--- START OF Supplied material ---
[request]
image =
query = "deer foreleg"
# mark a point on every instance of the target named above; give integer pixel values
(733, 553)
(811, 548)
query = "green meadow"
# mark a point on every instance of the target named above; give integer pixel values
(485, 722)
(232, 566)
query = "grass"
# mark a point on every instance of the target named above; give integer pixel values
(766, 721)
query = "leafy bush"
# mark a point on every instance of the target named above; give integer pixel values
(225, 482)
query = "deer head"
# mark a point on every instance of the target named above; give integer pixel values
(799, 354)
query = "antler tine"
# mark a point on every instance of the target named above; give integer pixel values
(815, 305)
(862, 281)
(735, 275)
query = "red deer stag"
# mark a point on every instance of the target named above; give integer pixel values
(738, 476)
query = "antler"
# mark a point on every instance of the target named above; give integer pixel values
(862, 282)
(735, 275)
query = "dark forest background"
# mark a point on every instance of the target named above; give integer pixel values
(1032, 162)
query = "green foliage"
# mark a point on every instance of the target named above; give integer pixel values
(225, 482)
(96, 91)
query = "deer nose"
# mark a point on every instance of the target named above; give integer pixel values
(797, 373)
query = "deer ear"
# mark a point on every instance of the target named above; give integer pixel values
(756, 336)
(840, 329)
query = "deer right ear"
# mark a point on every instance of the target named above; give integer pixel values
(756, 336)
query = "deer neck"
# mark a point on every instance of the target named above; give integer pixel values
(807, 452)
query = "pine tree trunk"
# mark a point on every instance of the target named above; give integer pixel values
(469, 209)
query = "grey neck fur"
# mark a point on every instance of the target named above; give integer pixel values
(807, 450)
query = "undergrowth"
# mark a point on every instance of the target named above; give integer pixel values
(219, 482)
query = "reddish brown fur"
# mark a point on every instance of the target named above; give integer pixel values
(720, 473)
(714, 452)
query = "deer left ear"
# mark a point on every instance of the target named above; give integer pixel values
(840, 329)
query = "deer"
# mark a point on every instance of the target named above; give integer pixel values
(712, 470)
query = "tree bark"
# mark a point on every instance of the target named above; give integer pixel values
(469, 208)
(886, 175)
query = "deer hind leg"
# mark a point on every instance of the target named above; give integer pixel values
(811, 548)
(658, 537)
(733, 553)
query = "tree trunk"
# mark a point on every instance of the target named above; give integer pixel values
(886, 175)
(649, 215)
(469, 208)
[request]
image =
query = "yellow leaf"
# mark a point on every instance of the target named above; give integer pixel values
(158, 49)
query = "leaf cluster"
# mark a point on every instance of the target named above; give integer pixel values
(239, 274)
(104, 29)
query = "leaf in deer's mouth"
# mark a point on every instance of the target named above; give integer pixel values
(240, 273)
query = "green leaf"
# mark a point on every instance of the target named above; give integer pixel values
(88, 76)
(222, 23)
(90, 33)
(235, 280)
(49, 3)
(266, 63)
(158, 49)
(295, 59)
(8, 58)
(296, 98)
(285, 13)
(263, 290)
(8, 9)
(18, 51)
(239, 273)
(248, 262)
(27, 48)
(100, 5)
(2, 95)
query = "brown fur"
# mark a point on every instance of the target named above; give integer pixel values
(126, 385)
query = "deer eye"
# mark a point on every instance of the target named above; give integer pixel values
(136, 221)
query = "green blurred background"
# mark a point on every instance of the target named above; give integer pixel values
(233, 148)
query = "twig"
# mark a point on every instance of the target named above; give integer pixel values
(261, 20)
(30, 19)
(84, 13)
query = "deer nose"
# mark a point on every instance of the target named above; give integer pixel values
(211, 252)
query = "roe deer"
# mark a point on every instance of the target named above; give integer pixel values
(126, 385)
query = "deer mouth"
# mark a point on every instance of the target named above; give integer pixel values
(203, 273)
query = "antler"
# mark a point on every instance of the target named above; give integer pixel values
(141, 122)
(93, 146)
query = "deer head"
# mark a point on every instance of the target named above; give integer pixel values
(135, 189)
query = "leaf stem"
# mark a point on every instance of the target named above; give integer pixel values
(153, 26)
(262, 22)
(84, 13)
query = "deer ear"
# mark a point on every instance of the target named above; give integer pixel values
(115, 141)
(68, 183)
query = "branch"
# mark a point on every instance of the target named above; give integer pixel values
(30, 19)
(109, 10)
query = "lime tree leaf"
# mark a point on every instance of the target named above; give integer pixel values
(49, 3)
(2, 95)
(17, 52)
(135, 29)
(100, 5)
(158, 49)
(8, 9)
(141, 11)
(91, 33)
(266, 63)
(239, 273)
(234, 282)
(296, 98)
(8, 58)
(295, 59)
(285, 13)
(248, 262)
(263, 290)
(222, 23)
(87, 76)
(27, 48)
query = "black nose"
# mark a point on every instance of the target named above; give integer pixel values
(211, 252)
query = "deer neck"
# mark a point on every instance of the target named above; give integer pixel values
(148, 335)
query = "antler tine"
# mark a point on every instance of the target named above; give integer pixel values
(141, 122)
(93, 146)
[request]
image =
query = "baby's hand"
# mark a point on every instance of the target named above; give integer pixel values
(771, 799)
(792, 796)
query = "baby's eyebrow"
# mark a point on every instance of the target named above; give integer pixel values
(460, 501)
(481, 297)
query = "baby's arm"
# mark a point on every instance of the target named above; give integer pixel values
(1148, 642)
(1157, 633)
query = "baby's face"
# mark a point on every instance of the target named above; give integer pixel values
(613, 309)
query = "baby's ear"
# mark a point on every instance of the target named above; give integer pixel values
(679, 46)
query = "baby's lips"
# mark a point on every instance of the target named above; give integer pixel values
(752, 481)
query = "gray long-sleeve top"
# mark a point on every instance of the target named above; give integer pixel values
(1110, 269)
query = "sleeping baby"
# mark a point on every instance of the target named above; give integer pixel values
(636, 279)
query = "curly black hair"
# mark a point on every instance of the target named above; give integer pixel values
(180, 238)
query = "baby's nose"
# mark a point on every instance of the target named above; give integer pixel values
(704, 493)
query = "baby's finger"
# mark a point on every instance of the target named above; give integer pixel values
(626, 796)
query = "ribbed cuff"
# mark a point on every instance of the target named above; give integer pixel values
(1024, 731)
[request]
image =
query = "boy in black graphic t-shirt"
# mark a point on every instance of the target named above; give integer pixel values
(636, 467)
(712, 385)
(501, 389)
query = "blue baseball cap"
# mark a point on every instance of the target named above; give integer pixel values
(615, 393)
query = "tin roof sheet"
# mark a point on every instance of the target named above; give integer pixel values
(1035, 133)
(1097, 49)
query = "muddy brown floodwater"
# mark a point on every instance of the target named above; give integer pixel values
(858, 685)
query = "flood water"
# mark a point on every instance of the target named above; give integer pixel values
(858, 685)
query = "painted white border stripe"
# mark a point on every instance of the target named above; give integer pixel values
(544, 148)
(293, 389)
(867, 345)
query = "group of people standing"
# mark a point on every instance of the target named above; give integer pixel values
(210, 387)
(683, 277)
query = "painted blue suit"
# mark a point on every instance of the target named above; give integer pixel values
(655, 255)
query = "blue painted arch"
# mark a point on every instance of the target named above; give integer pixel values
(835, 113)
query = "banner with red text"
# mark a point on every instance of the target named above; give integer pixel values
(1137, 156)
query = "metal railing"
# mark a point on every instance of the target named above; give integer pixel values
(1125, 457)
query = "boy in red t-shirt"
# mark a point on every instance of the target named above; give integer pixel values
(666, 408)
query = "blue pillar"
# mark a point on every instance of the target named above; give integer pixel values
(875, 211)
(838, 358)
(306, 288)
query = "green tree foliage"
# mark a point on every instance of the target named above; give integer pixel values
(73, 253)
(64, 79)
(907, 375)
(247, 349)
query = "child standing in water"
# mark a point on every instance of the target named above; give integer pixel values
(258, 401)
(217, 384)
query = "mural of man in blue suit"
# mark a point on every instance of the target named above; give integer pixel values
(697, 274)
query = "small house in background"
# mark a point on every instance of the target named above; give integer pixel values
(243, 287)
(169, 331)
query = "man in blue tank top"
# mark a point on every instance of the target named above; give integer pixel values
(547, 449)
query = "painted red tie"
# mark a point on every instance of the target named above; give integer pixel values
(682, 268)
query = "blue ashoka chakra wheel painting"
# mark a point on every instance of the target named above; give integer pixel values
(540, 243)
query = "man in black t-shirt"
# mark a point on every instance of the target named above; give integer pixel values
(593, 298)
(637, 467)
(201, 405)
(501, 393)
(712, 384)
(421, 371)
--- END OF Supplied material ---
Exercise: Can you rewrite everything from the line containing "in blue tank" down to the end of the material, with "painted red tie" changed to "painted red necktie" and nothing else altered?

Full solution:
query = "man in blue tank top"
# mark a point on every instance of the target named above; give integer pixel values
(547, 449)
query = "painted red necktie"
# mark a point on every instance of the target named above; give integer pixel values
(682, 268)
query = "blue ashoka chakra wheel painting"
# mark a point on every instance of the target named above; give integer pixel values
(540, 243)
query = "man in black t-shirt"
# mark a point on every instance of the target named above; give integer pixel values
(593, 298)
(637, 467)
(201, 405)
(501, 393)
(712, 384)
(421, 371)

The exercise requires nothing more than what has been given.